▶ _Exercise_
Go through the data and copy each line that holds "pair".

▶ _Dataset records_
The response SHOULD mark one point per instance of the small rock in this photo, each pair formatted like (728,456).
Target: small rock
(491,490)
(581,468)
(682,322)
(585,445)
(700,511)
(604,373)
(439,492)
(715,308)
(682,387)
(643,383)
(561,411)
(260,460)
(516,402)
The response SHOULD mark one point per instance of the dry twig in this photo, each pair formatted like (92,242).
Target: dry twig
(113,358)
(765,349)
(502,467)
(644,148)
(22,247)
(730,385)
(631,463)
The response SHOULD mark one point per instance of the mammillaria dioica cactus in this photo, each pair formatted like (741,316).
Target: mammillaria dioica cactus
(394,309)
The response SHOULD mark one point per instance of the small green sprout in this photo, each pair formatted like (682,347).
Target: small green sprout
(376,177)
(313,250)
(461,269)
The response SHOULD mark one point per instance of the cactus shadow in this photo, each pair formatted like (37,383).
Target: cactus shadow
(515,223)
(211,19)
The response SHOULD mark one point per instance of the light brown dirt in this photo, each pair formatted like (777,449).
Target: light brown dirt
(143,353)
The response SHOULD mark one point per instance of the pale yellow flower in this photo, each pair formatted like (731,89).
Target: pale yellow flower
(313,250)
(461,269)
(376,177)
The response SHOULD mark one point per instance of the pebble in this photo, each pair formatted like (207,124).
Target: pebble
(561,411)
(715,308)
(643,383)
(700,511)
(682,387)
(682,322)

---

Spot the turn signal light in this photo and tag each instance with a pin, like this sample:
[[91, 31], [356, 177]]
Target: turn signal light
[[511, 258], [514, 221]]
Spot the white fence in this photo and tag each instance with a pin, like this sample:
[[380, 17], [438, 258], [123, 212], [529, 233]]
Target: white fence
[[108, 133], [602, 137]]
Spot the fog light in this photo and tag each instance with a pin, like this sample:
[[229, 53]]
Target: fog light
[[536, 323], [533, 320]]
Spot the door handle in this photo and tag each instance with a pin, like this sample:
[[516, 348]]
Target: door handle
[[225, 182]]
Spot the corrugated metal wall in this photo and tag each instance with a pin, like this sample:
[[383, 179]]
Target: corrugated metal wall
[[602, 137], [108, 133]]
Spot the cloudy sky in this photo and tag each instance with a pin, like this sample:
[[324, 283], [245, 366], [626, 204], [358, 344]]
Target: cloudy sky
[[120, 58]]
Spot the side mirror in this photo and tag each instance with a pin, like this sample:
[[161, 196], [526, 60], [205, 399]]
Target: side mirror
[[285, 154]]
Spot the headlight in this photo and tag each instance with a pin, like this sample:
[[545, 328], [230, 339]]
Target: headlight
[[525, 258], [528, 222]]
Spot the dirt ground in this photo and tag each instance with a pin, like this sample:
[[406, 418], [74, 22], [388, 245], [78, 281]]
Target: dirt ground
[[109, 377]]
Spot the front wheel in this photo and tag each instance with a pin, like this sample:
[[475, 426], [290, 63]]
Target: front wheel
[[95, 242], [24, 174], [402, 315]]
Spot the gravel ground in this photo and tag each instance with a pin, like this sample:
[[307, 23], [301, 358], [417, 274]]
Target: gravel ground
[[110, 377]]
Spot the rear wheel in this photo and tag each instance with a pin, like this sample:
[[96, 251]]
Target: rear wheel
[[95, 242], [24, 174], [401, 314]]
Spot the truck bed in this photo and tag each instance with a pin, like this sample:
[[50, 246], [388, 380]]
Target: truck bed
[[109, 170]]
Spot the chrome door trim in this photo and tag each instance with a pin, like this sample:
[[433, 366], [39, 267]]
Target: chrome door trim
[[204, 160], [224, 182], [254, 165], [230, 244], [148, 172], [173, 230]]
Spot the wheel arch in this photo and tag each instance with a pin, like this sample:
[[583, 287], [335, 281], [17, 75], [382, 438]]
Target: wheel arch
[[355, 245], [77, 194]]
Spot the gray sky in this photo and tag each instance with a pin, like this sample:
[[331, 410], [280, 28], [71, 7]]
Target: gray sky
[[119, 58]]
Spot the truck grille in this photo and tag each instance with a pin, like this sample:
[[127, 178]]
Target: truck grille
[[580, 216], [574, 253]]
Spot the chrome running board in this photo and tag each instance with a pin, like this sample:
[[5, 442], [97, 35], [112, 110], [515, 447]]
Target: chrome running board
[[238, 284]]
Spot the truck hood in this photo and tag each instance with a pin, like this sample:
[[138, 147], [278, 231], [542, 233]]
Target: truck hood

==

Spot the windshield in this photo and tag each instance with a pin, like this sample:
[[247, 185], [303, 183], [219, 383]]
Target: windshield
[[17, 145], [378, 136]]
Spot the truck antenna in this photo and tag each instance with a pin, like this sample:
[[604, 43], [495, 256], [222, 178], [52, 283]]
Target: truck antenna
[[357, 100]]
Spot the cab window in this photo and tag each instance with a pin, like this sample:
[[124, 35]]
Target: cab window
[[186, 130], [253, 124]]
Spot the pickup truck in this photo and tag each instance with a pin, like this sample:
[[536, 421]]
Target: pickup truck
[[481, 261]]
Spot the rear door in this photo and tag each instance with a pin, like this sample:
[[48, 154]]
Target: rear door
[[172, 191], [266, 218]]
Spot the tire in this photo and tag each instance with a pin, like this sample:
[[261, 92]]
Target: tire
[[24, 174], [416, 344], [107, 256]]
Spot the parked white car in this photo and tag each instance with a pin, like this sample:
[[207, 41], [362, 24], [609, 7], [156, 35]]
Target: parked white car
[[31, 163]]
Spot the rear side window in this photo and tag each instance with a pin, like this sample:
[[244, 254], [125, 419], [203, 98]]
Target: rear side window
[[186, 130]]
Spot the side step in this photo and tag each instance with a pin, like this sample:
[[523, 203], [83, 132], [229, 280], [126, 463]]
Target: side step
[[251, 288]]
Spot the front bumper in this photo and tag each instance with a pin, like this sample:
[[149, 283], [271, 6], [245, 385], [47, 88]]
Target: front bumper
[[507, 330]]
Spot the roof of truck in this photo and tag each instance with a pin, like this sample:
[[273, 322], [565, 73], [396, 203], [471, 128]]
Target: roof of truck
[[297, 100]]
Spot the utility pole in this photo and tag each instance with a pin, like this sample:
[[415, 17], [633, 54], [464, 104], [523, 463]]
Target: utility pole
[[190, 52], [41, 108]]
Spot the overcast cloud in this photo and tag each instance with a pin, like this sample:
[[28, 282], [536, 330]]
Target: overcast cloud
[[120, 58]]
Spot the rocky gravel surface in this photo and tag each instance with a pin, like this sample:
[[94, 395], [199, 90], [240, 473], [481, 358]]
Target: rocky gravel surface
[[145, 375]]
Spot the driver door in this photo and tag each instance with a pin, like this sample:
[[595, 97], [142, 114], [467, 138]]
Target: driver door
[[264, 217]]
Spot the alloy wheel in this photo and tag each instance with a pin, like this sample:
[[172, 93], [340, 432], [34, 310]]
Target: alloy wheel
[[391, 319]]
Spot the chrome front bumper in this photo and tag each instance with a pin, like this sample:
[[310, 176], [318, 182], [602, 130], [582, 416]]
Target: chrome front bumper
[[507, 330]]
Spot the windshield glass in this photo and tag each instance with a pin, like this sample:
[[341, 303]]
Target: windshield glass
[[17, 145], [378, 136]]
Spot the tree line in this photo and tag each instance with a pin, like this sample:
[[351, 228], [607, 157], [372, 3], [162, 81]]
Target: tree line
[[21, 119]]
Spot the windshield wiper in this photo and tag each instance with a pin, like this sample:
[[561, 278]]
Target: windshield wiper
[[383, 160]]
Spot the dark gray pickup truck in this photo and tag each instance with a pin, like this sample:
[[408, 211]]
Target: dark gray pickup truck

▶ _Output of the exercise_
The response SHOULD mark one point per instance of the small rock in this photo, each pair formatted like (728,456).
The response SHOULD mark one point per instance of the dry twig in this photo, each pair formatted like (92,242).
The response SHOULD mark one point per instance of the mammillaria dioica cactus in this photo, each pair formatted like (741,316).
The response SHOULD mark one point per instance of the small green sprout in this photo, each pair formatted like (682,347).
The response SHOULD mark one point per instance of the cactus shadow in this photo, each pair formatted like (37,383).
The response SHOULD mark one point per instance of the light brown dirt in this photo, each pair formatted like (777,449).
The response SHOULD mark one point per instance of the pale yellow flower in this photo, each pair formatted like (731,89).
The response SHOULD mark one point per instance of the pebble in this photo, each pair formatted like (207,124).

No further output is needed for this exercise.